Problem to work on:
Reproduce the entries below exactly, but leave the pictures out.

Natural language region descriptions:
────────────────

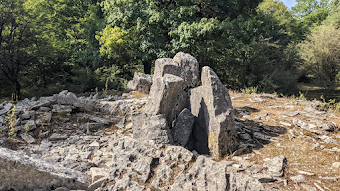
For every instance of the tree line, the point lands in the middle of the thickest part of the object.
(81, 45)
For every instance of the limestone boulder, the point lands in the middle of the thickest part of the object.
(153, 130)
(212, 106)
(205, 174)
(189, 68)
(183, 127)
(65, 98)
(166, 66)
(164, 97)
(141, 82)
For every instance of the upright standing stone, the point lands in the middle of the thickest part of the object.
(141, 82)
(168, 95)
(212, 106)
(183, 127)
(164, 92)
(153, 129)
(166, 66)
(189, 69)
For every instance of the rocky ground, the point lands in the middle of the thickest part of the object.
(175, 135)
(286, 144)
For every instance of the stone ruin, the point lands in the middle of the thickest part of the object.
(123, 142)
(182, 113)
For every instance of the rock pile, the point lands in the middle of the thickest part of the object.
(167, 140)
(200, 118)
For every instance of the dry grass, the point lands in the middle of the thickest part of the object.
(297, 150)
(138, 94)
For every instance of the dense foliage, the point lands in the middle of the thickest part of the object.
(82, 45)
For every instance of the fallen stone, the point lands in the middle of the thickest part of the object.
(164, 95)
(56, 137)
(298, 179)
(183, 127)
(308, 188)
(141, 82)
(166, 66)
(205, 174)
(98, 173)
(21, 172)
(244, 149)
(62, 109)
(101, 120)
(328, 127)
(306, 173)
(290, 113)
(336, 164)
(151, 130)
(243, 182)
(189, 68)
(65, 98)
(276, 166)
(84, 105)
(218, 116)
(28, 138)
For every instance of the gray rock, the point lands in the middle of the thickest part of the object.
(175, 160)
(84, 105)
(308, 188)
(2, 120)
(101, 120)
(298, 179)
(28, 138)
(30, 125)
(21, 172)
(291, 113)
(151, 130)
(141, 82)
(183, 127)
(243, 182)
(328, 127)
(189, 68)
(219, 117)
(65, 98)
(205, 174)
(56, 137)
(336, 164)
(62, 109)
(199, 139)
(276, 166)
(166, 66)
(27, 114)
(264, 178)
(43, 103)
(164, 95)
(244, 149)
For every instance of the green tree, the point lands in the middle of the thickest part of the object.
(321, 55)
(17, 41)
(311, 13)
(334, 14)
(150, 23)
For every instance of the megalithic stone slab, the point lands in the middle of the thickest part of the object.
(183, 127)
(164, 95)
(153, 129)
(141, 82)
(166, 66)
(189, 68)
(219, 117)
(199, 139)
(23, 173)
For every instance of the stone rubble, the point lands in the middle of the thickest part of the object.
(179, 137)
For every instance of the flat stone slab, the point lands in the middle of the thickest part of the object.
(23, 173)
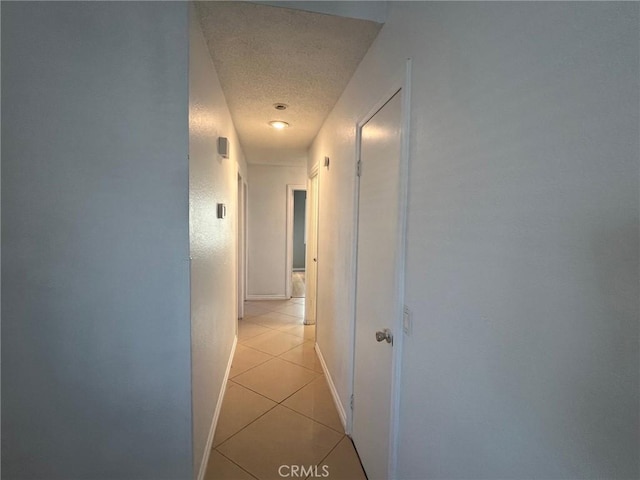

────────────────

Result for this task:
For every instance of the tree line, the point lands in the middle of the thickest part of the object.
(81, 45)
For every instance of the limestone boulder, the point lands in the middle of the thickest part of the object.
(153, 130)
(212, 106)
(205, 174)
(189, 68)
(183, 127)
(65, 98)
(166, 66)
(164, 97)
(141, 82)
For every instance of the upright standing stone, the point lands in the middle of the thickest part of the object.
(141, 82)
(168, 95)
(212, 106)
(183, 127)
(164, 92)
(153, 129)
(166, 66)
(189, 69)
For every instance of the rocky ground, the point lands in the middle of the thickest part of the object.
(175, 135)
(286, 144)
For every instance of the stone ruin, the point lands in the middle of the thickest part of the object.
(123, 142)
(182, 113)
For every instance of the rock pile, the point lands in the middle of the thickest part of the object.
(167, 140)
(200, 118)
For every instance of the dry grass, the point lands in the middle of the thickest part of the object.
(297, 150)
(138, 94)
For every instance of the dense foliage, the point lands in the middle of the thickest part of the object.
(82, 45)
For every instance of the fallen stone, the point lands in the middle of the thickest part of the object.
(164, 95)
(56, 137)
(298, 179)
(183, 127)
(308, 188)
(141, 82)
(166, 66)
(205, 174)
(98, 173)
(21, 172)
(244, 149)
(62, 109)
(101, 120)
(328, 127)
(306, 173)
(290, 113)
(336, 164)
(151, 130)
(243, 182)
(189, 68)
(65, 98)
(276, 166)
(84, 105)
(218, 116)
(28, 138)
For every instance of the gray rock, the point lands in the middle of the thickest part of the object.
(175, 160)
(84, 105)
(308, 188)
(2, 120)
(101, 120)
(298, 179)
(28, 138)
(30, 125)
(21, 172)
(291, 113)
(151, 130)
(141, 82)
(183, 127)
(243, 182)
(328, 127)
(189, 68)
(219, 117)
(65, 98)
(205, 174)
(56, 137)
(336, 164)
(62, 109)
(199, 139)
(276, 166)
(166, 66)
(27, 114)
(264, 178)
(43, 103)
(164, 95)
(244, 149)
For every instance of the green tree, the point lands in the middle of the thickest part of the object.
(321, 55)
(17, 41)
(311, 13)
(334, 14)
(150, 23)
For every instance of the megalithic stone slab, the point lands in the middle of the thickest part of the object.
(183, 127)
(164, 95)
(153, 129)
(141, 82)
(166, 66)
(189, 68)
(219, 117)
(199, 139)
(23, 173)
For every instance of the stone rubble, the point lands in the middle of the thickest part of the object.
(179, 137)
For every instance of the flat stone slab, the point lands in the middle of the thickest part of the object.
(23, 173)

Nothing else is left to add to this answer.